### GIVEN PROBLEM:
How many lines in the entries below contain the string "Task"? Reply with the number alone.

* begin RECORDS PROVIDED *

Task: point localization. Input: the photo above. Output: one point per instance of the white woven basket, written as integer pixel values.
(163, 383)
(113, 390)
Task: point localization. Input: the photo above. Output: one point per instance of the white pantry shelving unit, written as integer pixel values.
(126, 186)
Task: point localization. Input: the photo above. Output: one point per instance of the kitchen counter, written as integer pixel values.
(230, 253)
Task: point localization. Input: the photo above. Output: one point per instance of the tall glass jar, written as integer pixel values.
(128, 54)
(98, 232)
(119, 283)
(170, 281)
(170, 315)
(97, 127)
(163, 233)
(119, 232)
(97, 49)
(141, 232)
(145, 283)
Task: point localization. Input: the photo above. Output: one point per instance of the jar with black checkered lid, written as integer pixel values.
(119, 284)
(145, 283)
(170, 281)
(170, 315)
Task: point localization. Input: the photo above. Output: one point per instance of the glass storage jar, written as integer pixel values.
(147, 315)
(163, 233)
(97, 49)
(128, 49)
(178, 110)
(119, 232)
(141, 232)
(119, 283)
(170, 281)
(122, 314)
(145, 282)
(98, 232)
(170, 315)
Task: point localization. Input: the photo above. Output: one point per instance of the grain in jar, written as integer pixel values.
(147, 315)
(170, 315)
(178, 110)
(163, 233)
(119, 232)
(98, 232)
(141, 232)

* end RECORDS PROVIDED *
* begin RECORDS PROVIDED *

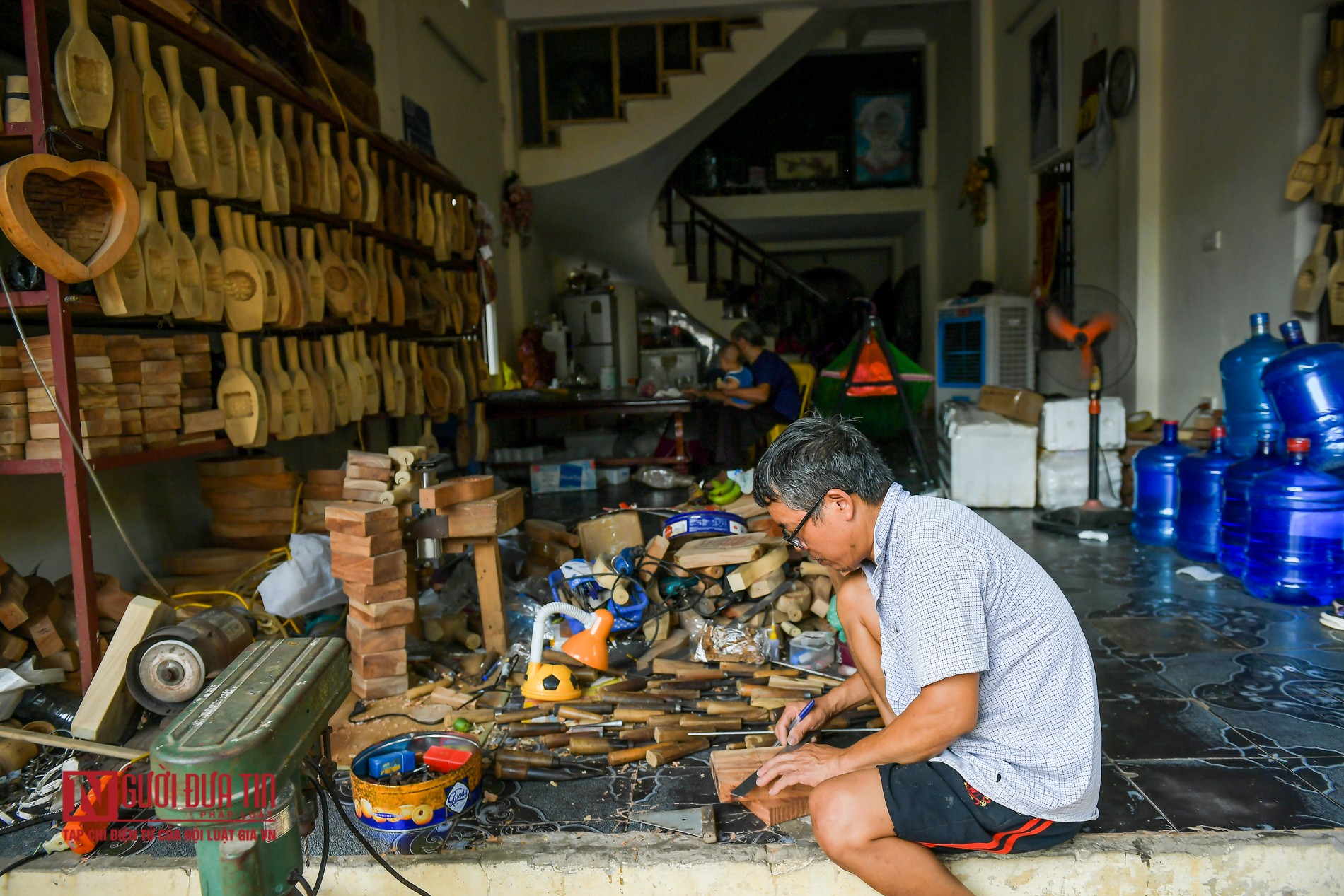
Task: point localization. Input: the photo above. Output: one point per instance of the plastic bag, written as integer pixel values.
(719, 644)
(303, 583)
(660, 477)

* end RECORDS PROVIDED *

### CORRECT OUTPUT:
8